### [YOUR OBJECTIVE]
Scan the data below for lines holding the word "stripe", and copy each line found.

### [TASK DATA]

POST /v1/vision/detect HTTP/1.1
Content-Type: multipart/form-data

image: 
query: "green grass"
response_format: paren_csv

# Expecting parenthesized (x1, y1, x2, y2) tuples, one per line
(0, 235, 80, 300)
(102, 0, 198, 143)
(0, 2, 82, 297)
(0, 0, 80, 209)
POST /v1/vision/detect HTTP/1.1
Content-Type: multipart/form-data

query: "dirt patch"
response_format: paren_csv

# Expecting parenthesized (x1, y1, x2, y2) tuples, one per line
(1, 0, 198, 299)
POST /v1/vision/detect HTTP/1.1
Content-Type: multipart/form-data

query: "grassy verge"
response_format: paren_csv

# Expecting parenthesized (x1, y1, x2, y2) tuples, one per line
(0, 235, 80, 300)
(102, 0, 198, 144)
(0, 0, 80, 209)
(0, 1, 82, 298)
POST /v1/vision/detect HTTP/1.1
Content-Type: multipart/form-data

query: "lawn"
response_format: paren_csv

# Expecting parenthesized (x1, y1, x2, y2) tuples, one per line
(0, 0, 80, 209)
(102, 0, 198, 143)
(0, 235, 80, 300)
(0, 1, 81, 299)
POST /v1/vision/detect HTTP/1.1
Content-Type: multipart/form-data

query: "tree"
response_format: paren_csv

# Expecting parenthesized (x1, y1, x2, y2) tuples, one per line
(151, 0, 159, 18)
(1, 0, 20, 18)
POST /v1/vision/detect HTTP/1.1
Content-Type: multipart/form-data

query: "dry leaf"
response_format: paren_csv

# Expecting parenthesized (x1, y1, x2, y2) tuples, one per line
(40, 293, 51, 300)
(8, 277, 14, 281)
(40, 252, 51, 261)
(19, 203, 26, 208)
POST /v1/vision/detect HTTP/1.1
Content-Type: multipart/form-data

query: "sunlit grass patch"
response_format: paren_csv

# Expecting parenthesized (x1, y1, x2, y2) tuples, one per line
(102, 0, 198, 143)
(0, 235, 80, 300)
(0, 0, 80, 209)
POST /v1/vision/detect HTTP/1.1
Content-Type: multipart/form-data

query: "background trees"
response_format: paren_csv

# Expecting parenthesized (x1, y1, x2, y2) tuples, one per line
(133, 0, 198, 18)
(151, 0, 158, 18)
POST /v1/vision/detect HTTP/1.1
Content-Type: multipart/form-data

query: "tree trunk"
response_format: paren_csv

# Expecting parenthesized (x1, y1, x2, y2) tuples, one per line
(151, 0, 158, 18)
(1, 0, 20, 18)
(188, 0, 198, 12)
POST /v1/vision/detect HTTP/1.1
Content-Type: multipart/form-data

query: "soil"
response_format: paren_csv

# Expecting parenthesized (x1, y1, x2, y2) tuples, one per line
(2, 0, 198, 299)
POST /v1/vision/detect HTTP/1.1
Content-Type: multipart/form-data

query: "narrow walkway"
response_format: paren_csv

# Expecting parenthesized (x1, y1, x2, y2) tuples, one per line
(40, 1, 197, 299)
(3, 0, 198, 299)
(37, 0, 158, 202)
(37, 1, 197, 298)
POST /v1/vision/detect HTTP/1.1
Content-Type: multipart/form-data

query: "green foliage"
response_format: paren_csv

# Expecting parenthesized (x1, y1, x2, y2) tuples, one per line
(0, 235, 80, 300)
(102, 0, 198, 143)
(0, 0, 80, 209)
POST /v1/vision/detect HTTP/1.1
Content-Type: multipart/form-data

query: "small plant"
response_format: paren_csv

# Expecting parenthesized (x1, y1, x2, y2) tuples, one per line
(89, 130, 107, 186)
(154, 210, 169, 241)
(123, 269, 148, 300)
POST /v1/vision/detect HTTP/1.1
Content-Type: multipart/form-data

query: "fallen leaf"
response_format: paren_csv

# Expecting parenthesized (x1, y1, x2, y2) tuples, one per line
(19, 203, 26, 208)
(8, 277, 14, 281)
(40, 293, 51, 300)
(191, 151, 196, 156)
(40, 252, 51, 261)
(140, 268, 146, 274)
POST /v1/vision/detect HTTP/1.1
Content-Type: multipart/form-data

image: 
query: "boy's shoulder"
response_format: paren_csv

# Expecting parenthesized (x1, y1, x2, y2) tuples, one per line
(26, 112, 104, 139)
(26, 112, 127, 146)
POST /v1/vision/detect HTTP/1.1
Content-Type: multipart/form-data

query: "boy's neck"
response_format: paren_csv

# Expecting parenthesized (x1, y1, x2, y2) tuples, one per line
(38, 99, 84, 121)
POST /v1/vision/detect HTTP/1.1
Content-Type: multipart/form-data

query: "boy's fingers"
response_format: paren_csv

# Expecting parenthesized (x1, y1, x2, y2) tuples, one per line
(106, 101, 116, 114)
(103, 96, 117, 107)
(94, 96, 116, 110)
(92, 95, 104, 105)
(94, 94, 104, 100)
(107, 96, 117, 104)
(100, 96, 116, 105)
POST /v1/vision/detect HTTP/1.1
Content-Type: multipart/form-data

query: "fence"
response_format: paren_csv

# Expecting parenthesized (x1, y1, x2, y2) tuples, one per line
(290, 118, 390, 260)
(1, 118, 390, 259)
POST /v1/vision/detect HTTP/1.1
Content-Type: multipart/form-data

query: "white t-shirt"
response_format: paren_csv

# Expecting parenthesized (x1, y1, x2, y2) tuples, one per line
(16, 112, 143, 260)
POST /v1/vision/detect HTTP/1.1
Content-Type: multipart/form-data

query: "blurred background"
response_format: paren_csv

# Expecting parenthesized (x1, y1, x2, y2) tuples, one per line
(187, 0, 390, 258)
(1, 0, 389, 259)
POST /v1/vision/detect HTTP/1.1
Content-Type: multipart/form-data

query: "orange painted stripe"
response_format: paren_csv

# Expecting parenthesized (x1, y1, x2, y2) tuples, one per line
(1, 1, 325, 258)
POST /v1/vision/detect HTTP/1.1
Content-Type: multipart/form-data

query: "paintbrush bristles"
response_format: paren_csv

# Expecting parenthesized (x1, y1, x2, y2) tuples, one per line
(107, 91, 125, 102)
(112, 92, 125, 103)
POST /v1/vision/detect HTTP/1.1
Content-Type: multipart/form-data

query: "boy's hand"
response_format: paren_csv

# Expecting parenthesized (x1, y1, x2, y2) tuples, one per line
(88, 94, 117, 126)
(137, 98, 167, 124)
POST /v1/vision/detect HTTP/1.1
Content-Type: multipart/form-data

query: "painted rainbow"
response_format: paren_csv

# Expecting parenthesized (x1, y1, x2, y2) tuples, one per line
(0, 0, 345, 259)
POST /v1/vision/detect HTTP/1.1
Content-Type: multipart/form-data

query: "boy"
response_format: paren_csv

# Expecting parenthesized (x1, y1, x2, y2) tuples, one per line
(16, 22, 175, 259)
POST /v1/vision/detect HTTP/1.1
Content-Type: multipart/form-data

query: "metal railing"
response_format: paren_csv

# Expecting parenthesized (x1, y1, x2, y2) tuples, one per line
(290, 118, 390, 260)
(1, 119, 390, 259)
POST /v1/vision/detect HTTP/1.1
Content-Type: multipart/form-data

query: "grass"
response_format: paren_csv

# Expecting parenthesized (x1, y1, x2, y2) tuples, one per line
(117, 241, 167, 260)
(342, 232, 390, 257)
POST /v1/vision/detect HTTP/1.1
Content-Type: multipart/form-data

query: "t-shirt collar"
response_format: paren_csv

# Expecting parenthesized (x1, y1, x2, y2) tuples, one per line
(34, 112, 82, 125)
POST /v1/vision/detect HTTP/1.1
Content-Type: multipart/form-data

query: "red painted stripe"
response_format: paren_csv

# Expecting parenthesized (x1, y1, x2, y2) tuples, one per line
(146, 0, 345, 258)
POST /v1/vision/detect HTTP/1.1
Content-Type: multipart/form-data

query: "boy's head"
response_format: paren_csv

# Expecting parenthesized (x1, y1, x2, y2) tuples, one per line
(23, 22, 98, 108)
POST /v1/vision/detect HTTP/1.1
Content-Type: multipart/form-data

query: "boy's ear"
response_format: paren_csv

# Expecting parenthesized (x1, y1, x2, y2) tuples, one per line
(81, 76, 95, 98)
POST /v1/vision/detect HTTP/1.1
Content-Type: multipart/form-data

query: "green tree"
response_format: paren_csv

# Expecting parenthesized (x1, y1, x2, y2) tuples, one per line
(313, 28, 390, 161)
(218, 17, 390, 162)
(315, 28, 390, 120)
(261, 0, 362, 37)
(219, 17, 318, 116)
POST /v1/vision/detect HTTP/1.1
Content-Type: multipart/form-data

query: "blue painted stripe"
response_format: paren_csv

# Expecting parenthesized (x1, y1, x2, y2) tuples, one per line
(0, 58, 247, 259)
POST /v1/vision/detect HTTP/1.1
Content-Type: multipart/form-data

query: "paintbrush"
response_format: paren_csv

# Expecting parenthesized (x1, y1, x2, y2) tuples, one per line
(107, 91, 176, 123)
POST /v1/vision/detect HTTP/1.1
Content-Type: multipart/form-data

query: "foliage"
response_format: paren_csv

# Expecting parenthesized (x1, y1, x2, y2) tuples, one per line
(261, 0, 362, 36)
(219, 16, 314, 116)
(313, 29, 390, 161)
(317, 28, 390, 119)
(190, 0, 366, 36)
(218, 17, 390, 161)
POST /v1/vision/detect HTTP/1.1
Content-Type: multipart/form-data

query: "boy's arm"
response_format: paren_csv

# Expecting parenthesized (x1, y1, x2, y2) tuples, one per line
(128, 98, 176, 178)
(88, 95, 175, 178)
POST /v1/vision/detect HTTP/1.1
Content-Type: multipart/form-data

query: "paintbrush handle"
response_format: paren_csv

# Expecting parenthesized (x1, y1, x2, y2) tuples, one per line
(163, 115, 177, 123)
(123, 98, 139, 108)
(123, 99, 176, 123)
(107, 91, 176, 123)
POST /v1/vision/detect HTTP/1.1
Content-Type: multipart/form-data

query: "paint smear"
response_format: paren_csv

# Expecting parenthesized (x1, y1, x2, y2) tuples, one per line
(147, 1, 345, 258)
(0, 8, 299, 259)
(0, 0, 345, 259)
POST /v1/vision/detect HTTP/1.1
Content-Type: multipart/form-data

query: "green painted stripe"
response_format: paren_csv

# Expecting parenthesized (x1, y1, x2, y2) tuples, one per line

### [TASK RESPONSE]
query: "orange painted stripe"
query: "red painted stripe"
query: "blue painted stripe"
query: "green painted stripe"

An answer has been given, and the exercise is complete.